» **YOUR TASK**
Nothing in the records should differ when you write them out again.

» **MATERIAL TO PROCESS**
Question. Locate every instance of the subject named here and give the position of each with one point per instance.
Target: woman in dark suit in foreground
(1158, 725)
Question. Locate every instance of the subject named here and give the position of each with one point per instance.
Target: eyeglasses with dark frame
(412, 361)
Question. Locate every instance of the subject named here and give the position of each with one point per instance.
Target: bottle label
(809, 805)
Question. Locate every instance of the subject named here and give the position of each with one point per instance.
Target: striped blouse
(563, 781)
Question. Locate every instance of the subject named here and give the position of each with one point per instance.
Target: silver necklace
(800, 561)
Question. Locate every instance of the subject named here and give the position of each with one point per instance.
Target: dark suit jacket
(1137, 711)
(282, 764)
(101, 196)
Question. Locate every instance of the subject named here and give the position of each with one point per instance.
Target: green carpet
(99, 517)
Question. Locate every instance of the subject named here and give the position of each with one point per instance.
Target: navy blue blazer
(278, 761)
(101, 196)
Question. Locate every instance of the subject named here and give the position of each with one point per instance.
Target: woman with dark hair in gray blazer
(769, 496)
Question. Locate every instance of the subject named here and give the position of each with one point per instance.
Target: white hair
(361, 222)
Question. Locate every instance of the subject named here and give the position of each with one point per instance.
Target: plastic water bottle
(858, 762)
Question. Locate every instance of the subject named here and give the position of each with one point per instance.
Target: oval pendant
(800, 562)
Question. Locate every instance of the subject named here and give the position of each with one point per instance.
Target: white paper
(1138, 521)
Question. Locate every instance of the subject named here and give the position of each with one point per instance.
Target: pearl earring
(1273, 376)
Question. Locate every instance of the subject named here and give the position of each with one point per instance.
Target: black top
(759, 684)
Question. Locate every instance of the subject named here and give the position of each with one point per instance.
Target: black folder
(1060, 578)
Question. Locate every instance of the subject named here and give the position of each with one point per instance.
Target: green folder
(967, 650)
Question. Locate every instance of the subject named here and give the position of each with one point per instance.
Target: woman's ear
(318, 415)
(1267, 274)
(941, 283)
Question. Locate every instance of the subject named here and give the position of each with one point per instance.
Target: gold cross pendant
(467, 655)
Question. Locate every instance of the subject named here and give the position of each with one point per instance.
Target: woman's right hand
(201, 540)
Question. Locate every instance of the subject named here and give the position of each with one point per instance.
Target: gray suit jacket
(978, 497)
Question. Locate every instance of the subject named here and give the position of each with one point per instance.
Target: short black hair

» **SOLVED EXERCISE**
Question. Locate every instance of the subject named here and give the position of each with one point per instance.
Target: woman in dark suit in foreground
(1158, 725)
Question. Locate every instance of the subject named here and give the position of each with one point per instance.
Target: eyeglasses with dark frame
(412, 361)
Question. Locate every instance of the subject named here and give the position of each with one point per instance.
Target: bottle label
(809, 805)
Question. Locate every instance of the subject named here and give the position of each with one point per instance.
Target: striped blouse
(563, 781)
Question. Locate every instance of the subject named here and give the position of each with one point per instance.
Target: silver necklace
(800, 561)
Question. Locate every instance of the subject named here and give the position of each with one point per instance.
Target: dark suit jacket
(1137, 711)
(282, 764)
(101, 196)
Question. Locate every instance of the subject named here and give the position of each with one point per instance.
Target: green carpet
(99, 517)
Question. Locate every instance of the subject named here and give the position of each with one point per instance.
Target: navy blue blazer
(278, 761)
(101, 196)
Question. Locate every instance of the subject named here and give the position of each with one point per instance.
Target: woman with dark hair in gray blazer
(769, 496)
Question. Locate every instance of the subject named here and give the position of each with one point per instance.
Target: white hair
(361, 222)
Question. Locate every instance of the subject named here and give the position of each with one point per instance.
Target: plastic water bottle
(858, 762)
Question. Locate every instance of the subject named here and give the position of each with one point per instance.
Target: oval pendant
(800, 562)
Question. Locate every instance of the subject named here and give the position of each with one point per instance.
Target: white paper
(1138, 521)
Question. Locate every instance of the subject named here and give the position of each with one point per instance.
Target: pearl earring
(1273, 376)
Question. Locate every instance of the subject named here and give the position of each with one point per instance.
Target: black top
(759, 684)
Question. Locate every instance of the subject named here and give the position of each with one point per instance.
Target: black folder
(1060, 578)
Question. Locate every instance of the subject named here and give the position of each with one point per instance.
Target: green folder
(967, 650)
Question. Locate every instance of the subject named here and give the position of each with one point per instance.
Target: woman's ear
(318, 415)
(1267, 274)
(941, 283)
Question. Locate every instance of the subject named here and give the position of each with one point per instance.
Target: gold cross pendant
(467, 655)
Question. Locate every instance of the subject named here and give the position of each with one point per instance.
Target: woman's right hand
(201, 540)
Question. Locate every instance of the subject named here and give the position of each with one point per instance.
Target: gray suit jacket
(978, 497)
Question. Locate every instance of the subject named here and give the position of each with one point per instance.
Target: short black hair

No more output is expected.